> **EXERCISE PASSAGE**:
Robert Jaeger

673 days ago
Edited by Sophia B Liu , Robert Jaeger 673 days ago
#GeoViz Notes
Sophia L Proof-of-Concepts
  • Accessed the USGS data on minerals and environmental health...
  • Not presented in a common format
  • No real standard
Robert J
  • A lot of work to extract data and make it usable; pdf data may be scraped, however it is then without useful data delimiters. This requires semi-manual 'cleaning' of data sets prior to use in visualization or analysis tools.
Sophia L
  • Some are directly consumable but not all, it varies
  • No index, context, metadata file, no map of where the data is
  • Data not presented in the most consumable way
  • Linking to where the data came from like the spreadsheet
  • Suggesting an approach across the agency, department, or federal government
Robert J
  • Purpose of PDF is a semi platform agnostic presentation for human eyes, not for further digital analysis.
Sophia L
  • Want to access the lower level data and not only the high level stuff
  • Just pointing to the data that already exists to produce the PDF may be sufficient in many cases.
Robert J
  • Consumability of data is paramount
  • Overall, the large amount of high quality data is excellent. The challenge is 1. finding the data of interest; this includes high level site and file formatting, indices, etc. 2. consuming those data; this includes issues of 'inside the file' data formatting, ease of extraction into CSV or similar format, presence and quality of metadata, attributions etc, and potential for 'marking' or noting where data was found, for future reference; some datasets and individual elements may be linked to via URL, others not.

> **MATERIAL PROVIDED**:
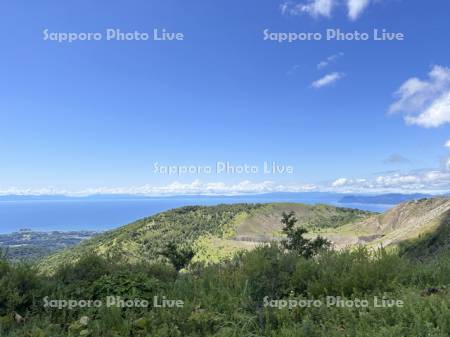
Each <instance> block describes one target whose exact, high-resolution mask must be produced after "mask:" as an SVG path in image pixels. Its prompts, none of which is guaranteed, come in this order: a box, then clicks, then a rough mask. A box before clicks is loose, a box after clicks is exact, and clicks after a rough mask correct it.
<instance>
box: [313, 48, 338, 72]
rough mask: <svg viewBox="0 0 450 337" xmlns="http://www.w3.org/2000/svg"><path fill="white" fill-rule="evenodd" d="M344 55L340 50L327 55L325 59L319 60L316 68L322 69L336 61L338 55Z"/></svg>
==
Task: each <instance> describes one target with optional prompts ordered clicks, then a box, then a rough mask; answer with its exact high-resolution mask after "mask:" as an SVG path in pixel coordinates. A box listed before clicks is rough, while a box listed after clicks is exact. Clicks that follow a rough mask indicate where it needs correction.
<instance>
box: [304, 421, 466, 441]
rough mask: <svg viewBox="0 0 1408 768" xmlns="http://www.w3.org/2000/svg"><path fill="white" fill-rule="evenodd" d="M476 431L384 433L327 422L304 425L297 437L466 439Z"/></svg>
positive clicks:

> **WORK INSTRUCTION A**: Summarize the GeoViz notes in two sentences.
> **WORK INSTRUCTION B**: According to the GeoViz notes, what is the purpose of a PDF?
> **WORK INSTRUCTION C**: Write the next entry of the GeoViz notes on USGS data.

> **OUTPUT A**: Sophia L accessed USGS data on minerals and environmental health and found it lacking a common format, a real standard, an index and metadata, though some of it was directly consumable. Robert J noted that PDF data takes semi-manual cleaning before use in visualization or analysis tools, and he called the large amount of high quality data excellent while naming finding and consuming the data as the challenges.

> **OUTPUT B**: A PDF is a semi platform agnostic presentation for human eyes, not for further digital analysis.

> **OUTPUT C**:
  • Adoption of indexed, hierarchical standards enterprise wide at least, preferably federal government wide, would dramatically improve data usability for all consumers. This use of standardization would also be the most obvious metric to use to both demonstrate compliance to government open data requirements and thus block potential legal questions and accusations, as well as to enable and encourage increase in 'value of the USGS' brand on these data. These metric uses are clearly also the easiest and clearest ways for internal USGS elements to demonstrate value for professional uses.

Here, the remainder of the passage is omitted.